◆ **Task brief**: Print the entries exactly; no image belongs in the copy.

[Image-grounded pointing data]
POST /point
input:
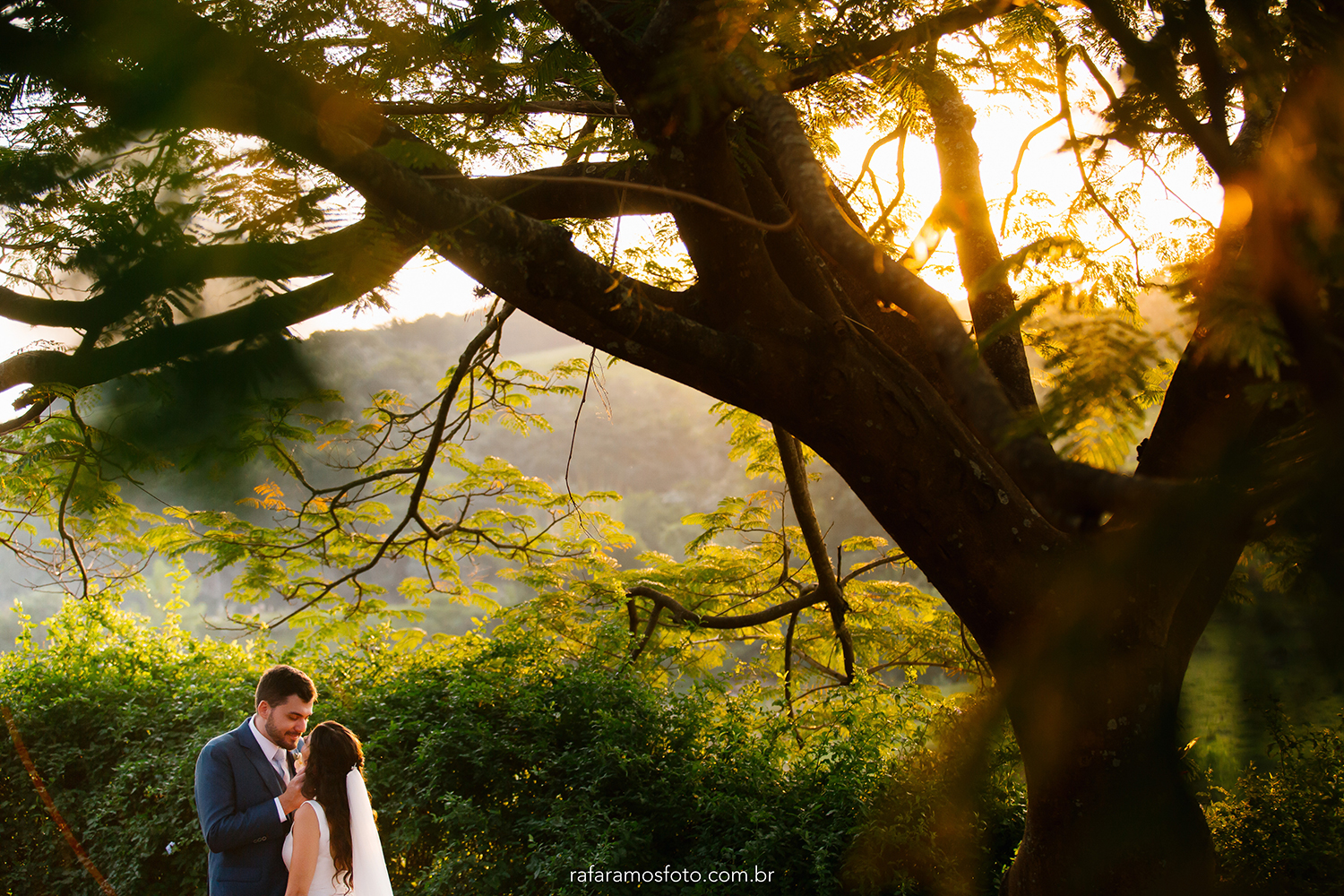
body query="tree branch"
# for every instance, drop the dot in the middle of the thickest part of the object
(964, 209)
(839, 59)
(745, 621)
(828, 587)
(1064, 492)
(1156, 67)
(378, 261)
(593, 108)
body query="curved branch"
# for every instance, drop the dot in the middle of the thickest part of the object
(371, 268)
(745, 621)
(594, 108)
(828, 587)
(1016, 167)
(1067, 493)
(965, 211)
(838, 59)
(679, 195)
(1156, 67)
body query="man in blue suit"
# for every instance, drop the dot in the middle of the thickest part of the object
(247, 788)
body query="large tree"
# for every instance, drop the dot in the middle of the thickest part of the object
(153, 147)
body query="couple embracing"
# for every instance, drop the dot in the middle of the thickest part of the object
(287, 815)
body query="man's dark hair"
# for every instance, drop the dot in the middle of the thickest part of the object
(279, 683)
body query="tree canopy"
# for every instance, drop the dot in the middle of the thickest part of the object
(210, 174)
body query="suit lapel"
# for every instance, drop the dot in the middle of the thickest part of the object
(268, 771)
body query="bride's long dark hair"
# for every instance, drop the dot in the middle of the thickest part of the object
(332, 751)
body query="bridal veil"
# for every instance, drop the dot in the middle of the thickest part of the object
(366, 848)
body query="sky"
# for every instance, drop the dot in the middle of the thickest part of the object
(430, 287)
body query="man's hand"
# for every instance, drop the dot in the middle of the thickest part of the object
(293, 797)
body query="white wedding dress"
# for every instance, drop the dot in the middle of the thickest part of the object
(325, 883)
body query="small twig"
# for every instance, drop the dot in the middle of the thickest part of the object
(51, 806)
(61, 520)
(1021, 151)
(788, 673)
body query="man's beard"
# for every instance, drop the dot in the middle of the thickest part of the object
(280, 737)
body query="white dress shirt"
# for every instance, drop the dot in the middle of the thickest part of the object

◆ **Solution for this task**:
POST /point
input:
body query="tree branch"
# for every instance, drop the dot in the middle of the thickest part of the object
(964, 209)
(839, 59)
(745, 621)
(828, 587)
(1064, 492)
(1156, 67)
(378, 261)
(593, 108)
body query="curved branch"
# for every instance, drop the dot in the middle of the thickest part of the object
(371, 268)
(745, 621)
(594, 108)
(828, 587)
(1016, 167)
(1067, 493)
(965, 211)
(838, 59)
(679, 195)
(1156, 67)
body query="man in blue suit"
# for every instance, drop the dot in the middle of the thickest part of the object
(247, 788)
body query="large tree"
# for every instance, drop the dot in the middle of the thickest part of the object
(153, 147)
body query="couple embracing"
# for every instance, drop the dot in the middle of the thickest part of the object
(287, 815)
body query="man's dark hair"
# for every instance, drop the dot in the middle of the thickest part of the object
(279, 683)
body query="tree canopy"
# for every instance, drop the dot in the middle of the thickest part of the object
(210, 174)
body query="suit lapel"
# for every instance, drop the dot in the middle of the thickest part of the object
(268, 771)
body query="bride's long dark hair"
# for every instance, drop the dot in the middle of the thickest part of the object
(332, 751)
body query="bridal veil"
# for every instance, drop the dot in the middle of the thickest part of the object
(366, 848)
body query="sky"
# for every instance, drop the dot in the middle of the thickest part of the object
(430, 287)
body query="man's hand"
# for every instance, drop the dot in the middle of the thickest part of the object
(293, 797)
body query="white wedding dress"
# for every instance, drop the dot in the middle of the thickest part of the object
(325, 883)
body query="small twig"
# for every instance, drop the dot in the middle of the thickest part of the object
(51, 806)
(61, 520)
(1021, 151)
(788, 673)
body query="man's beard"
# for every instance, drop the dot in the middle of the thickest part of the object
(280, 737)
body query="white dress shirt"
# for every instance, drop the dot in the middle of the thickest part of the object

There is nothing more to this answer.